**EXERCISE DETAILS**: Continue the news article below on California's small-home deployment, starting right after its last sentence.

**TEXT**:
.....

As Florida gets ready to 'live local,' California too wants to 'create more housing, faster’ – by getting small

It's different in California, where Democratic Gov. Gavin Newsom wants to build 1,200 tiny homes and spend $1 billion on homelessness initiatives.

Residents converse in a tiny-home village for the homeless in Seattle, Washington, July 22, 2022.

Residents converse in a tiny-home village for the homeless in Seattle, Washington, July 22, 2022. Photo by Melina Mara/The Washington Post via Getty Images

As California continues to grapple with the country’s highest rates of homelessness, Gov. Gavin Newsom announced 1,200 small homes will be delivered and built in some of the state’s largest cities and $1 billion will be available to further local and regional homelessness initiatives. 

That's a decidedly different approach than in the Sunshine State, where lawmakers are getting closer to passing a "Live Local" initiative that would provide incentives for investment in affordable housing and seeking more mixed-use developments in struggling commercial areas.

Related coverage – 'Live Local' Act heads to full Florida House

In what is being described as the state’s largest mobilization of small homes, Newsom said the California National Guard will help deliver a fleet of small homes to four communities: Los Angeles (500 units), Sacramento (350 units), San Jose (200 units) and San Diego County (150 units). 

“In California, we are using every tool in our toolbox—including the largest-ever deployment of small homes in the state—to move people off the streets and into housing,” he said. “We are tackling this issue at the root of the problem by addressing the need to create more housing, faster in California.”

Some leaders see non-congregate shelters—a living space that offers some level of privacy— as a cost-effective way to quickly house people experiencing homelessness. Cities around the country are partnering with local nonprofits and vendors to set up “villages.”

The effort in California will build off existing efforts and will cost about $30 million. The state is aiming to deploy the shelters over the next several months. Once the homes are set up in the four communities, the local jurisdictions will be responsible for maintaining them and providing services to residents. 

The cities and county were selected because of local leadership’s enthusiasm and demonstrated success in working to reduce homelessness, Newsom said. He added that people living in encampments should be prioritized when it comes to finding tenants for the tiny homes. 

In San Jose, tiny-home communities are already making a difference, according to Mayor Matt Mahan. Since 2020, the city has built four tiny home villages, reducing the unsheltered population by 9%, Mahan said at Thursday’s press conference. 

“We all agree that building more housing, especially more affordable housing, is the long-term solution,” he said.

.....

**ROWS**:
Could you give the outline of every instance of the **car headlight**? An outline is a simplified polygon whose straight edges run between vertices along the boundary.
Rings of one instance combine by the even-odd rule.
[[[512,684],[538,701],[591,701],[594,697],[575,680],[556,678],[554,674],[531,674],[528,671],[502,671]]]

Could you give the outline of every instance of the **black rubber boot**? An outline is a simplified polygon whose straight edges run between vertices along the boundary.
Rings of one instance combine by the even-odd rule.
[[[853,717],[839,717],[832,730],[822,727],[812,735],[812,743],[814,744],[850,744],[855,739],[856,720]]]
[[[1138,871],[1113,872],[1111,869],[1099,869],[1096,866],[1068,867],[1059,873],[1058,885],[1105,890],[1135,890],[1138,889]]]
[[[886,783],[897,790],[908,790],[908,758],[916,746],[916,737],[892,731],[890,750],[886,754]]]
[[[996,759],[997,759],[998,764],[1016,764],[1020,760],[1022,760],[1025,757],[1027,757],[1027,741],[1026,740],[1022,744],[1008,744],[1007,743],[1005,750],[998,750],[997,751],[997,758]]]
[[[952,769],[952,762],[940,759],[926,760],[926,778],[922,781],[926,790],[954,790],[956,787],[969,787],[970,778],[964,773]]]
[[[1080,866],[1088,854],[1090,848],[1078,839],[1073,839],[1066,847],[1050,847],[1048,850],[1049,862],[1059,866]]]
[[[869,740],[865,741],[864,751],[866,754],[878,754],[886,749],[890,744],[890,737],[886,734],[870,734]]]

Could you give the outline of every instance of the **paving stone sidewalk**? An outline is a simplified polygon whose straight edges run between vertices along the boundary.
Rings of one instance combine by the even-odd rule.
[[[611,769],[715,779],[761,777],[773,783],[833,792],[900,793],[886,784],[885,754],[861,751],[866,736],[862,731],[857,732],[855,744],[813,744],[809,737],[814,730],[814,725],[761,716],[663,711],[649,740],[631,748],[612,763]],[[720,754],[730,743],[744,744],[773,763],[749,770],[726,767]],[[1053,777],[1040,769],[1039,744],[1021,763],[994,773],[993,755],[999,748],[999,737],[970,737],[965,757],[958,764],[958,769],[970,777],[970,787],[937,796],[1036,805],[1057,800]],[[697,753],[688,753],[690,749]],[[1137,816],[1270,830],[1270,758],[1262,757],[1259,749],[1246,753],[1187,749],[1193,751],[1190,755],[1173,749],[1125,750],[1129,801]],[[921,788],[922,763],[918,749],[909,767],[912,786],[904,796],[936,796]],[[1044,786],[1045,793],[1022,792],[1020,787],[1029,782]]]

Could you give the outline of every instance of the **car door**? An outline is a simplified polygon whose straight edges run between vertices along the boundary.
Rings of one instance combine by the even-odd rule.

.....

**EXPECTED ANSWER**:
But some argue the initiative will barely make a dent in sheltering the state’s roughly 174,000 residents experiencing homelessness. 

“While I appreciate the governor’s creativity to construct 1,200 tiny homes, that is a drop in the bucket,” said State Senate Minority Leader Brian Jones in a statement, describing the initiative as “just another band-aid on a crisis.”

In addition to the shelters, Newsom also announced  $1 billion in funding as part of the fourth round of grants under the state’s Homeless Housing, Assistance and Prevention (HHAP) initiative. HHAP, which Newsom launched in 2019, has allocated nearly $2 billion to support local and regional efforts in addressing homelessness. Eligible uses for the funding include rental subsidies, street outreach and motel conversions.  

Newsom clashed with local officials and service providers last year when he withheld nearly $1 billion in homelessness funding, saying the plans weren’t ambitious enough. Local officials had collectively committed to reducing homelessness by 2% by 2024 as the original goal. They have since revised their plans, now targeting a 15% reduction by 2025. 

For more than a decade, California has had more homeless people than any other state, according to the Public Policy Institute of California. Last year, nearly a third of the country’s total homeless population resided in the Golden State. 

But Chione Lucina Muñoz Flegal, executive director of the housing advocacy group Housing California, thinks the state may be moving in the right direction when it comes to addressing the homelessness crisis.

“California is making important progress and could be poised to turn the corner on the homelessness crisis, thanks to leadership from communities, the legislature and the governor,” Flegal said in anl statement to Route Fifty. 

She added that HHAP funding has reduced youth homelessness by 21%, and mutual accountability of state and local leaders is critical in addressing the crisis.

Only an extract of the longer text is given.